_データセット_

====

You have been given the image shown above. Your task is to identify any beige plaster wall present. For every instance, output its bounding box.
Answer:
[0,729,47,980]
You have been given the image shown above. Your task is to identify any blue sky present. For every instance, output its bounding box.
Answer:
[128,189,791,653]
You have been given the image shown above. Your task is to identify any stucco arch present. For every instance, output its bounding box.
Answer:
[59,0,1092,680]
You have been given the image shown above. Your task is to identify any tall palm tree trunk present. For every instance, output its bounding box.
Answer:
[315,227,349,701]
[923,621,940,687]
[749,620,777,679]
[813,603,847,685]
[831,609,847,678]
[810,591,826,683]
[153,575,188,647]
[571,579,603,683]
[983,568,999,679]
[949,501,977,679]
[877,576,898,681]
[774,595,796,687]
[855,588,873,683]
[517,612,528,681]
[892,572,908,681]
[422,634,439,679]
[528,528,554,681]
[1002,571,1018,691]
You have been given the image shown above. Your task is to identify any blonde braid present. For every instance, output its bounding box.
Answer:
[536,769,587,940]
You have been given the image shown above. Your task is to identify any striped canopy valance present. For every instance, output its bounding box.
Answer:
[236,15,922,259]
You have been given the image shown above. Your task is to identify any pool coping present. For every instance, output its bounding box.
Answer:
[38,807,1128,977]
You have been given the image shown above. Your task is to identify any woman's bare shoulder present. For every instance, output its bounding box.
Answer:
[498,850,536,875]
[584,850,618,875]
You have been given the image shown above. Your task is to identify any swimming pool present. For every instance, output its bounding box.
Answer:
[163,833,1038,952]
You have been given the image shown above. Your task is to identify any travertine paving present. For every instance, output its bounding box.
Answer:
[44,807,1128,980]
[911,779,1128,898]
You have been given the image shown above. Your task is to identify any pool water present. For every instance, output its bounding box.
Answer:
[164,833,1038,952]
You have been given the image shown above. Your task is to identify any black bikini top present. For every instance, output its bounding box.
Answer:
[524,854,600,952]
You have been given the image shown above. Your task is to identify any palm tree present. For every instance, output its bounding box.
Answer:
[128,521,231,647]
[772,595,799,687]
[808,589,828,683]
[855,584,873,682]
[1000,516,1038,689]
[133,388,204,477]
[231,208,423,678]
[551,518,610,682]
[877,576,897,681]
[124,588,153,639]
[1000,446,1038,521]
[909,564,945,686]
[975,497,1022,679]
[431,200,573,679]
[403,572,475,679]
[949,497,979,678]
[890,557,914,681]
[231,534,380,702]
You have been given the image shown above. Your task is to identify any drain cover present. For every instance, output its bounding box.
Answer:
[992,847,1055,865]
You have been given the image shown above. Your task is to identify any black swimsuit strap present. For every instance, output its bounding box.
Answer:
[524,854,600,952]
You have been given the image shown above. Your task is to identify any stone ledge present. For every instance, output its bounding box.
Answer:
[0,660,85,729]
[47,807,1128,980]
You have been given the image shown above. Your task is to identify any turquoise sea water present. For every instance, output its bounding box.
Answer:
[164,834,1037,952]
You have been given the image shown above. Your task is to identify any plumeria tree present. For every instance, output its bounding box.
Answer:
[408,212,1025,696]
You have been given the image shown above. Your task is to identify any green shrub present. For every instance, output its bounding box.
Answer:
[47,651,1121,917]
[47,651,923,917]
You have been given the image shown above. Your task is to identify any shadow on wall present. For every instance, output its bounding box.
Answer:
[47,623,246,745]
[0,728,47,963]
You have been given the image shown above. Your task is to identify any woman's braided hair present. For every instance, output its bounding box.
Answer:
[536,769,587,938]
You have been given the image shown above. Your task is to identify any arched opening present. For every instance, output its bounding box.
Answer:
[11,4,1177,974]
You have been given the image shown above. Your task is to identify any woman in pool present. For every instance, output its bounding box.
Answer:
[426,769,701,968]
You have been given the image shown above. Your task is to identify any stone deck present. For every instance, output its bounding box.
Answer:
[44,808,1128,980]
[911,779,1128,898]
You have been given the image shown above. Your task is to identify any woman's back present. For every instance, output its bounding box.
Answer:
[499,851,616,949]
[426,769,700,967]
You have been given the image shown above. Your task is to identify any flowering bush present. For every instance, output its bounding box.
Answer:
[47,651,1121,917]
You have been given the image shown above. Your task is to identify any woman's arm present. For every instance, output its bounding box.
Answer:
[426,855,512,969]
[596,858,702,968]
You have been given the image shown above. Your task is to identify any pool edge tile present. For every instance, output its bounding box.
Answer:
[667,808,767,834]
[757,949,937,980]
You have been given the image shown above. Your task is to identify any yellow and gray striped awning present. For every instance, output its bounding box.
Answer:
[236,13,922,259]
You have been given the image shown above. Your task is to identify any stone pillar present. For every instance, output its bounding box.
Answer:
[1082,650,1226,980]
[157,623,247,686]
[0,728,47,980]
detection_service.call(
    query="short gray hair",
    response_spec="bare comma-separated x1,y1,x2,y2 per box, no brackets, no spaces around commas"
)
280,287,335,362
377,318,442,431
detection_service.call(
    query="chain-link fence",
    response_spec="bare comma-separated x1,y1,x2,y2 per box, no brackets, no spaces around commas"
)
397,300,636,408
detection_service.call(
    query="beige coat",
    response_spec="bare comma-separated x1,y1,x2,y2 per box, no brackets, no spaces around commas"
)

====

_要件_
上のデータのうち、「identify any shadow」を含む行から始まり「[536,769,587,938]」を含む行まで、両端の行も含めて一字一句変えずに繰り返してもらえますか。

_演習の解答_
You have been given the image shown above. Your task is to identify any shadow on wall present. For every instance, output its bounding box.
Answer:
[47,623,246,745]
[0,728,47,963]
You have been given the image shown above. Your task is to identify any woman's braided hair present. For every instance, output its bounding box.
Answer:
[536,769,587,938]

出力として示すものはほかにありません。